_练习目标_.
提取下方清单里的所有文字行，一字不改地照抄出来，图片不要放进答案。

━━━━

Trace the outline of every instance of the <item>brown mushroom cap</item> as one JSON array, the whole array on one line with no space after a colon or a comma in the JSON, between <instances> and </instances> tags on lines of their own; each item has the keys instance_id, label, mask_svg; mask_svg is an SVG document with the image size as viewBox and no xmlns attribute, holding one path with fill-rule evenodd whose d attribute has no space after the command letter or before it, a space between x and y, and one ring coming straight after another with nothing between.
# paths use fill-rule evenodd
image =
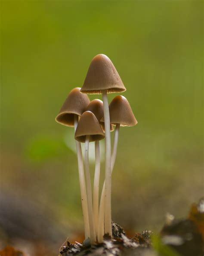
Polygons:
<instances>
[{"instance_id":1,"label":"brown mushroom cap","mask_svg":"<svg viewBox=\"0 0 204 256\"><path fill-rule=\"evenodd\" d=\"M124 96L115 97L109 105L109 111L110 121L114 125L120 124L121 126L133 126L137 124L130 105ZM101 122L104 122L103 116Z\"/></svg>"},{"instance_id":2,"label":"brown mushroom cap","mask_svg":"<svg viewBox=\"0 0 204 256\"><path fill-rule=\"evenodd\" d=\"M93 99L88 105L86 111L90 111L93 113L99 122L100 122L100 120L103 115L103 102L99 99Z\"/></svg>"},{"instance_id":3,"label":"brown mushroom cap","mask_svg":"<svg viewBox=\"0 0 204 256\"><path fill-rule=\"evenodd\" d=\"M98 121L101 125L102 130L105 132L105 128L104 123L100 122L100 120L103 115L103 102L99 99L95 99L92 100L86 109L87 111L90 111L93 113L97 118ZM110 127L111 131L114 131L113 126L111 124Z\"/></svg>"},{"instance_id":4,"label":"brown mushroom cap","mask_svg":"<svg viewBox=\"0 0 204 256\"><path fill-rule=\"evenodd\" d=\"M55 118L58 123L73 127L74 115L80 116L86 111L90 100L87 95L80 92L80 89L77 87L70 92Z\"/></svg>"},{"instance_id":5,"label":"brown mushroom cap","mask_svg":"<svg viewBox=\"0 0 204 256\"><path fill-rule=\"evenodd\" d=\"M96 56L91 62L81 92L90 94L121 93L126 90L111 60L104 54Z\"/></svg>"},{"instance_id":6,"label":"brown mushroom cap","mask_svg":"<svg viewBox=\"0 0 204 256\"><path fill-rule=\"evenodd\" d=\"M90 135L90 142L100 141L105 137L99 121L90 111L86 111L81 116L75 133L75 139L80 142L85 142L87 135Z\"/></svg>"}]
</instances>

━━━━

_练习解答_.
Trace the outline of every instance of the <item>brown mushroom cap</item> as one JSON array, the whole array on one line with no space after a colon or a comma in the JSON, between <instances> and </instances> tags on lines of their own; each item has the keys instance_id, label, mask_svg; mask_svg is an SVG document with the image size as viewBox and no xmlns attribute, holding one path with fill-rule evenodd whose d attribute has no space after the command letter or before it, a space between x and y, and one ring coming straight after another with nothing between.
# paths use fill-rule evenodd
image =
Polygons:
<instances>
[{"instance_id":1,"label":"brown mushroom cap","mask_svg":"<svg viewBox=\"0 0 204 256\"><path fill-rule=\"evenodd\" d=\"M124 96L115 97L109 105L109 111L110 121L114 125L120 124L121 126L133 126L137 124L130 105ZM101 122L104 122L103 116Z\"/></svg>"},{"instance_id":2,"label":"brown mushroom cap","mask_svg":"<svg viewBox=\"0 0 204 256\"><path fill-rule=\"evenodd\" d=\"M93 99L88 105L86 111L90 111L93 113L99 122L100 122L100 120L103 115L103 102L99 99Z\"/></svg>"},{"instance_id":3,"label":"brown mushroom cap","mask_svg":"<svg viewBox=\"0 0 204 256\"><path fill-rule=\"evenodd\" d=\"M98 121L101 125L102 130L105 132L105 128L104 123L100 122L100 120L103 115L103 102L99 99L95 99L92 100L86 109L87 111L90 111L93 113L97 118ZM110 127L111 131L114 131L113 126L111 124Z\"/></svg>"},{"instance_id":4,"label":"brown mushroom cap","mask_svg":"<svg viewBox=\"0 0 204 256\"><path fill-rule=\"evenodd\" d=\"M55 118L58 123L73 127L74 115L80 116L86 111L90 100L87 95L80 92L80 89L77 87L70 92Z\"/></svg>"},{"instance_id":5,"label":"brown mushroom cap","mask_svg":"<svg viewBox=\"0 0 204 256\"><path fill-rule=\"evenodd\" d=\"M96 56L91 62L81 92L90 94L121 93L126 90L111 60L104 54Z\"/></svg>"},{"instance_id":6,"label":"brown mushroom cap","mask_svg":"<svg viewBox=\"0 0 204 256\"><path fill-rule=\"evenodd\" d=\"M90 135L90 142L100 141L105 137L99 121L90 111L86 111L81 116L75 133L75 139L80 142L85 142L87 135Z\"/></svg>"}]
</instances>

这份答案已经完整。